## TEXT EXCERPT:
- Opening Delimiter -

The MBL flag will be lowered in memory of Dr. Roger Milkman, MBL Adjunct Scientist and Life Member of the MBL Corporation, who passed away January 5, 2011 at the age of 80. A memorial service will be held in Woods Hole this summer. An obituary from his family follows.
Roger Dawson Milkman, professor, population geneticist, and polyglot, died from a stroke and complications of Alzheimer’s disease on January 5, 2011, in Washington, D.C. He was 80.
Dr. Milkman’s research interests were broad and interdisciplinary, embracing important issues in population genetics, evolution, embryology, and physiology. His laboratory studies of a polygenic trait in the fruit fly Drosophila (the crossveinless phenotype), and on the molecular genetic evolution of the bacterium E. coli, are classic, as is his published theoretical work on the forces acting on genetic variation in natural populations.
In his novel pursuit of the genetic basis of natural variation, Dr. Milkman could be found in many grocery stores collecting fruit flies and in many zoos collecting samples of scat with E. coli. Well before the era of full genome sequences, he demonstrated that natural living populations of fruit flies and bacteria have an abundant reservoir of gene variants for polygenic traits that serve as the raw material for evolution by natural selection. Remarkably when sequencing DNA of E. coli, he discovered the first bacterial gene for a potassium ion channel, which turned out to have a sequence obviously homologous to the human ion channels that participate in the electrical excitability of our nerves. Also he discovered and modeled an early example of heat shock in fly larvae that changed the later development of the vein pattern of the adult Drosophila wing.
As a scientist, Dr. Milkman will be most remembered for his contributions to the selectionist vs. neutralist debate, for his 1978 paper “Selection differentials and selection coefficients” that unified two conceptualizations of selection, and for his development and application of a “clonal frames” theory accounting for the structure of genomic diversity in E. coli.

- Closing Delimiter -

## WORK TASK:
Can you carry on the obituary of Roger Milkman above, picking up right after its final sentence?

## EXTRACTED ENTRIES:
- Opening Delimiter -

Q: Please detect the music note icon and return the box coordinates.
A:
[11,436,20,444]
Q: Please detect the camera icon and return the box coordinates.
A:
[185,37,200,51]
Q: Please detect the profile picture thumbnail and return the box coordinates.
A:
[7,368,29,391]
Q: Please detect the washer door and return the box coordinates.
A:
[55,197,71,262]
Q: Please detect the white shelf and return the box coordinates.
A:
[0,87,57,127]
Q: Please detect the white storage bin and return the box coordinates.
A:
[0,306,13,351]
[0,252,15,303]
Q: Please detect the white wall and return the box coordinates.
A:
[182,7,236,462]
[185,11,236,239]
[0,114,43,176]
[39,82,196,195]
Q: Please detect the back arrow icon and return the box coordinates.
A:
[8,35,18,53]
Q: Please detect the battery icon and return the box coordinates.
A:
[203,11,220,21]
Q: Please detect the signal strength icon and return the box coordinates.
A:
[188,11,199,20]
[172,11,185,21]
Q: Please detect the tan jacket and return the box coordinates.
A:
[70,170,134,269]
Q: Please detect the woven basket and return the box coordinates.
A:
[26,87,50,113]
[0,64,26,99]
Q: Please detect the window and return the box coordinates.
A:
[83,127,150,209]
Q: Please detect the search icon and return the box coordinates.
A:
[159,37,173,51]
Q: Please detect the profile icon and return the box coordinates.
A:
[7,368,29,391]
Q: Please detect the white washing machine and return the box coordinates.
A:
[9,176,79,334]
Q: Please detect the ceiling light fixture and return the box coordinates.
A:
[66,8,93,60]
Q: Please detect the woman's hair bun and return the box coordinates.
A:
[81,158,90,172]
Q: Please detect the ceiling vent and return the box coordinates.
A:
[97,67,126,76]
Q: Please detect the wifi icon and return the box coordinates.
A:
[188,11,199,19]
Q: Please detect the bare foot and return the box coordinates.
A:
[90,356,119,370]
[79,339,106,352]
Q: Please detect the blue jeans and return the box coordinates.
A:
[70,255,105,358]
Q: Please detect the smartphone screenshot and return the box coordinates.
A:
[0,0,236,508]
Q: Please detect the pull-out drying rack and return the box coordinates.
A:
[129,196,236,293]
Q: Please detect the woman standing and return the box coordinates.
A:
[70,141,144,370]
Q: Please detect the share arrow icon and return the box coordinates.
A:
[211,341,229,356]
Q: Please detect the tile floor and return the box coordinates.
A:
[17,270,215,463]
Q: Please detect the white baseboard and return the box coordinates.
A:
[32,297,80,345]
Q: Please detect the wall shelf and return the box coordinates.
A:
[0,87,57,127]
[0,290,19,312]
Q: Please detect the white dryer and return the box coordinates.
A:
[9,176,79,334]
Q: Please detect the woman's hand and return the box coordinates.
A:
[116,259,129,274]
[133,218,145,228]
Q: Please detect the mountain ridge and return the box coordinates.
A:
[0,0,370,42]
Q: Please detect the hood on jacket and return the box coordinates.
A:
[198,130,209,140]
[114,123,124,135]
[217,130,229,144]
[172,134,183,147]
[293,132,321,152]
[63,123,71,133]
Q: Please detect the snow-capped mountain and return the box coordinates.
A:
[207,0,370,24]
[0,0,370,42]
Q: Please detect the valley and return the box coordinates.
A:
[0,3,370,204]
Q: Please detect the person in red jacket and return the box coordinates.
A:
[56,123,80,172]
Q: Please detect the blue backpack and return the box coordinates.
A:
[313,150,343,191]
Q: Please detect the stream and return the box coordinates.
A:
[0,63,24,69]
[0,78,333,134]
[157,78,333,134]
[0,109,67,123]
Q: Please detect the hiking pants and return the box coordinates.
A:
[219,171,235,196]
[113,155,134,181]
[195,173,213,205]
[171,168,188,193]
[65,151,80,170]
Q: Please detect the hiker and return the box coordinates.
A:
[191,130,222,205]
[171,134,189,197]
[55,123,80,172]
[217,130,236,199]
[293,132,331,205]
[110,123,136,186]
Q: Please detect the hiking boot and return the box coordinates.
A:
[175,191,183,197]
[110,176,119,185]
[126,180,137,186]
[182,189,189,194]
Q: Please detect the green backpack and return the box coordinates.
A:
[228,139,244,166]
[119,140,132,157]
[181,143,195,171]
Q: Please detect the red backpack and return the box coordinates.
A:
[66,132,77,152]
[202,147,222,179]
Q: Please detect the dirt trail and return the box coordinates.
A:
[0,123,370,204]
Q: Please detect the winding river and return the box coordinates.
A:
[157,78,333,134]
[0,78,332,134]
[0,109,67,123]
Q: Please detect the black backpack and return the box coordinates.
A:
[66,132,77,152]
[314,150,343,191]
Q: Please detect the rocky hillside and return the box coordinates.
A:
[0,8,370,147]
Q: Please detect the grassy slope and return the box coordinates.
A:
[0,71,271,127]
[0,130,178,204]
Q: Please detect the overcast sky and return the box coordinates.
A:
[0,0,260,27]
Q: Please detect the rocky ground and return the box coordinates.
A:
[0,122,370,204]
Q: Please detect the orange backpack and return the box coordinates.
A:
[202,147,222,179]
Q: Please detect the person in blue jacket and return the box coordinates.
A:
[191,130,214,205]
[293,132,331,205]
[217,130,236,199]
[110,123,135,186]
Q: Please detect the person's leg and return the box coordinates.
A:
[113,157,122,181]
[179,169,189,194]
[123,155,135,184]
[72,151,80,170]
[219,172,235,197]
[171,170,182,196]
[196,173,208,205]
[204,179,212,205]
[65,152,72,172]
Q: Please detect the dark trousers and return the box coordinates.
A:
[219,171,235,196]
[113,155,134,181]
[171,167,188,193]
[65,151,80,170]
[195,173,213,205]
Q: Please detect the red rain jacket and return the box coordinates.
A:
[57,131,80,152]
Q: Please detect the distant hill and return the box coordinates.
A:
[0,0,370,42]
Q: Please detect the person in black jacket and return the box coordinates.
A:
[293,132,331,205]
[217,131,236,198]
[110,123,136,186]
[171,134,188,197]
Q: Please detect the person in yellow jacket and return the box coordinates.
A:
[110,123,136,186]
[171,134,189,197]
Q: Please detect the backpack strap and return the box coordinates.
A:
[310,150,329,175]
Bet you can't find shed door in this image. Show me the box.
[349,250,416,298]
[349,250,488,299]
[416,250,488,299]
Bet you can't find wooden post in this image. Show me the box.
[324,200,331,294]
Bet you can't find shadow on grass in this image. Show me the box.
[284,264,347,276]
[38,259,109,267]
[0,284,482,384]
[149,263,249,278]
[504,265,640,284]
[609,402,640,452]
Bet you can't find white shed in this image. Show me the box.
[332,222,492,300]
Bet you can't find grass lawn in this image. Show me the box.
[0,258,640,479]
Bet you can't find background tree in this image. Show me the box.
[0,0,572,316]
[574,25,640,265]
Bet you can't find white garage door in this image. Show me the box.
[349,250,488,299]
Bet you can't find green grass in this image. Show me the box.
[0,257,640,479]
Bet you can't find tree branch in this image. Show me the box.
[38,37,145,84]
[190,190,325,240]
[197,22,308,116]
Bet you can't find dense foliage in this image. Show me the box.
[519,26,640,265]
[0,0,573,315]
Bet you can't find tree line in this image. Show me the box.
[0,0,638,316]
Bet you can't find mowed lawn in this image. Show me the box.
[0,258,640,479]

- Closing Delimiter -
- Opening Delimiter -

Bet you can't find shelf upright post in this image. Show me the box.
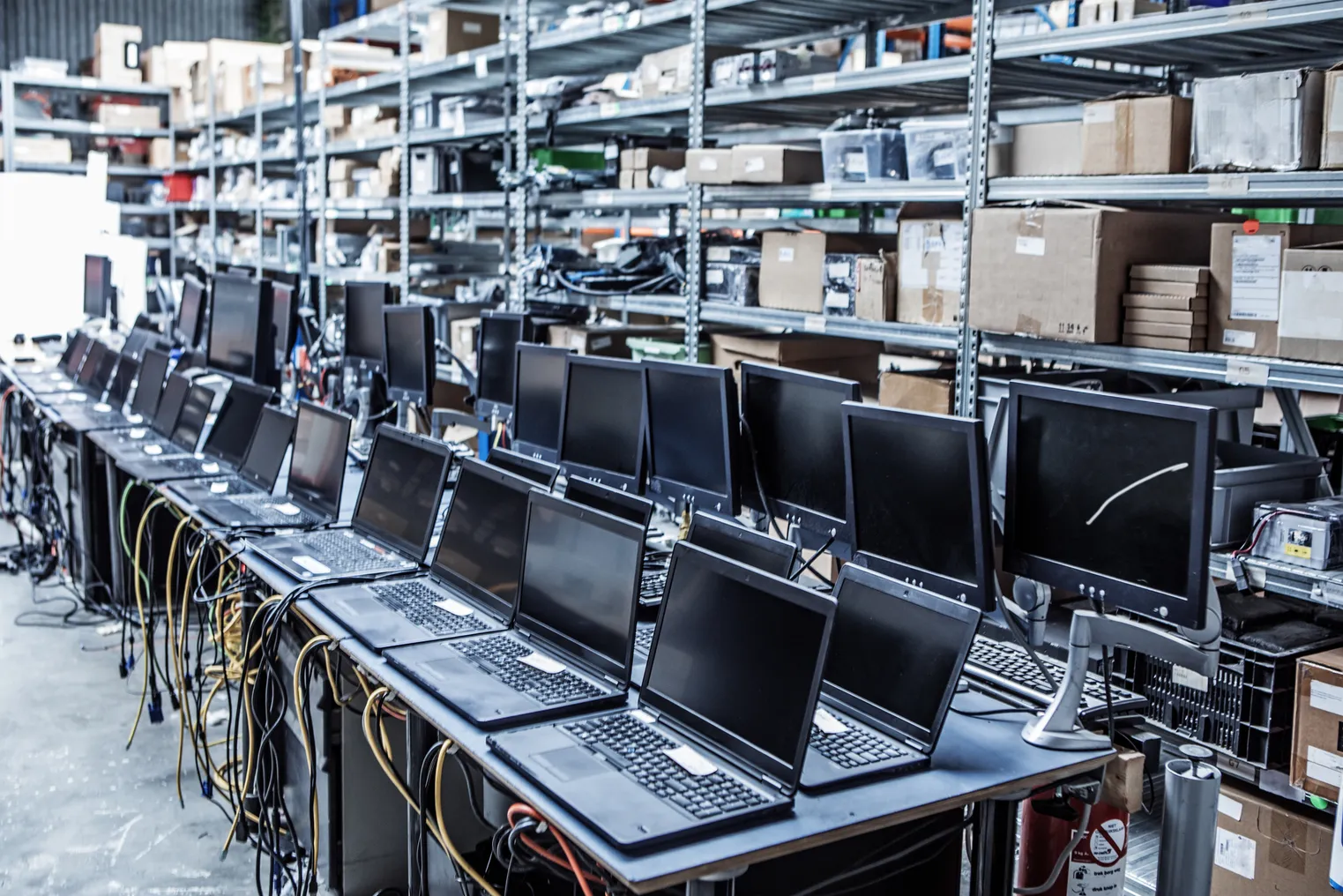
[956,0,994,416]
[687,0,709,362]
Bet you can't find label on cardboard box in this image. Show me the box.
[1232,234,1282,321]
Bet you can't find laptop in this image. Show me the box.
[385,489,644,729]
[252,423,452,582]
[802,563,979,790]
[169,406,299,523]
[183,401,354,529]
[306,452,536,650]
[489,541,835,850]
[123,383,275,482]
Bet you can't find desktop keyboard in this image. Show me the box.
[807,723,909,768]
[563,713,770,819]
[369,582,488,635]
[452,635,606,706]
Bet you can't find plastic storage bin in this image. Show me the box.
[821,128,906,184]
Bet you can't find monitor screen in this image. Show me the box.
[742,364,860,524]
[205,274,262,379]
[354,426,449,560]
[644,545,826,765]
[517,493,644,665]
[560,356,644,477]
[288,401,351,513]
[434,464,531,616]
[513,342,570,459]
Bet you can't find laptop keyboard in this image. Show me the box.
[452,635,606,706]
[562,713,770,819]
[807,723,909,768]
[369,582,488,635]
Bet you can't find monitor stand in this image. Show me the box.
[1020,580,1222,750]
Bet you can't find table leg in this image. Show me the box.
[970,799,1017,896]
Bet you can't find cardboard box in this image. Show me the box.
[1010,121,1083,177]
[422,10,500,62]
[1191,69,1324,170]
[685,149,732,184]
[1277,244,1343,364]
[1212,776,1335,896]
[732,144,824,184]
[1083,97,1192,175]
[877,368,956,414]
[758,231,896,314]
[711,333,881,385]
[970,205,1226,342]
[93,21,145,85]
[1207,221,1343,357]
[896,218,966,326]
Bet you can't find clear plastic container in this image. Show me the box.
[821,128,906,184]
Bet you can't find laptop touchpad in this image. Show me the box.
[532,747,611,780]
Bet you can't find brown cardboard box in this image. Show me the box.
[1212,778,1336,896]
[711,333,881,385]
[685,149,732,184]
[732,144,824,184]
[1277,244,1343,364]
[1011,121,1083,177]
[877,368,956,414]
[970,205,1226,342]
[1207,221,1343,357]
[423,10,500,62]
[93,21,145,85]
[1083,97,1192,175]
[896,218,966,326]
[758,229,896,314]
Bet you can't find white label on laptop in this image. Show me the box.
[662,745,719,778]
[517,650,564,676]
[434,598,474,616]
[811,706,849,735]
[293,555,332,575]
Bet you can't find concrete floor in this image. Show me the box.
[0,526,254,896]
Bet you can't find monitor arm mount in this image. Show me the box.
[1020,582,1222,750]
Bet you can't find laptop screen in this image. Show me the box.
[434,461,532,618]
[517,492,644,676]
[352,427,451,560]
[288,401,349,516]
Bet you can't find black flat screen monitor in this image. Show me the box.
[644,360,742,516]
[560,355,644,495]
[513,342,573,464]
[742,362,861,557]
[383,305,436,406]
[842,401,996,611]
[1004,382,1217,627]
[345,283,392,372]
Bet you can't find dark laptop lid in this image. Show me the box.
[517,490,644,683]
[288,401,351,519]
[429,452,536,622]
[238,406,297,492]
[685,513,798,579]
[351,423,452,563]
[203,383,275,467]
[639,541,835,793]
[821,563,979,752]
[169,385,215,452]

- Closing Delimiter -

## RESULT:
Dr. Milkman was an extraordinary teacher and mentor. He had a passion for teaching, frequently using metaphor, song, and limerick to explain and clarify complex topics in genetics in a lucid and often humorous way. His students had to re-enact the dance of chromosomes as they learned about cell division. He enjoyed working with students, teaching them the methods and joys of research, while demanding very high standards. The advanced students he mentored or trained have gone on to highly successful careers in the life sciences, in large part because of his insistence on rigor in designing experiments and interpreting results.
J. Woodland Hastings (Harvard) said, “My most enduring memories of talking with Roger about science is the way his face lit up, literally flashed with enthusiasm, as we engaged in a discussion. He was a very special person with whom to talk science… He was adamant about ethics and the validity of experiments.”
Donald Kennedy (former president of Stanford University) said, “He had wide-ranging interests and could see relationships between events and experimental results that most people missed. His sense of humor was wonderful. He would construct poetry from billboards or guidebooks, or political events whenever the meter of what he saw seemed appropriate. He did this regularly and unpredictably. It was one of the reasons we all wanted to be around him.”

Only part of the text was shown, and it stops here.